## O QUE FAZER:
Dê continuidade ao texto sobre o discurso de posse de David Choquehuanca, começando logo após a última frase apresentada.

Recentemente publicamos um artigo de Duilio Monroy “Bolívia: os desafios para o MAS 2.0”, no qual falou sobre os desafios da volta do Movimiento al Socialismo à presidência da Bolívia em um cenário bem diferente daquele em que Evo Morales governou, por 13 anos, até sofrer um golpe de Estado que não resistiu doze meses.

O vídeo que aqui exibimos é uma fala emblemática por ser o discurso oficial do indígena aymará David Choquehuanca, ao assumir como vice-presidente do Estado Plurinacional da Bolívia, na cerimônia que empossou Luis Arce como presidente, em 8 de novembro de 2020, perante a Asamblea Legislativa Plurinacional.

“Desde o ano 2006 – disse ele – começamos na Bolívia um duro trabalho para conectar nossas raízes individuais e coletivas para voltar a sermos nós mesmos, voltar ao nosso centro, ao taypi [a terra como centro de encontro, onde convivem as diferenças], à pacha [tempo e espaço], ao equilíbrio de onde emerge a sabedoria de uma das civilizações mais importantes de nosso planeta”.

O discurso é quase uma poesia. Tem 15 minutos e meio e cada segundo vale o tempo a ele dedicado, pois é a declaração da retomada não apenas do governo, mas também da base espiritual, do sentimento e da razão dos povos indígenas e originários que descendem dos incas e dos guaranis, que desde tempos imemoriais habitam a América do Sul e Central, em territórios divididos entre vários países pelo colonialismo espanhol e português.

## LINHAS DE DADOS:
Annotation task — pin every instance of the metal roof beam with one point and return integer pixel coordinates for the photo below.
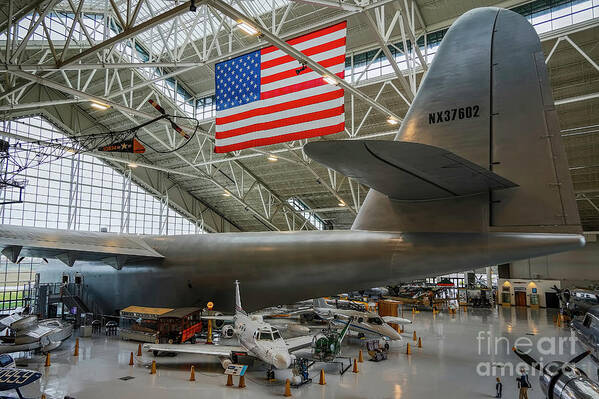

## RESPOSTA DO EXERCÍCIO:
Em certo momento de seu discurso Choquehuanca diz que “herdamos uma cultura milenar que compreende que tudo está inter-relacionado, que nada está dividido, que nada está fora. Por isso nos dizem que todos sigamos juntos, que ninguém fique para trás, que todos tenham tudo, que a ninguém lhe falte nada”. E logo, “a ayni, a minka, a tama, a tumpa, nossa colka [trabalho, cooperação, solidariedade, reciprocidade e formas de cooperação] e outros códigos da culturas milenares são a essência de nossa vida e nosso ayllu [grupo de famílias em uma comunidade]. Ayllu não é somente a organização de uma sociedade de seres humanos. Ayllu é um sistema de organização de vida de todos os seres, de tudo o que existe, de tudo o que flui em equilíbrio de nosso planeta, ou Mãe Terra [a Pachamama]”.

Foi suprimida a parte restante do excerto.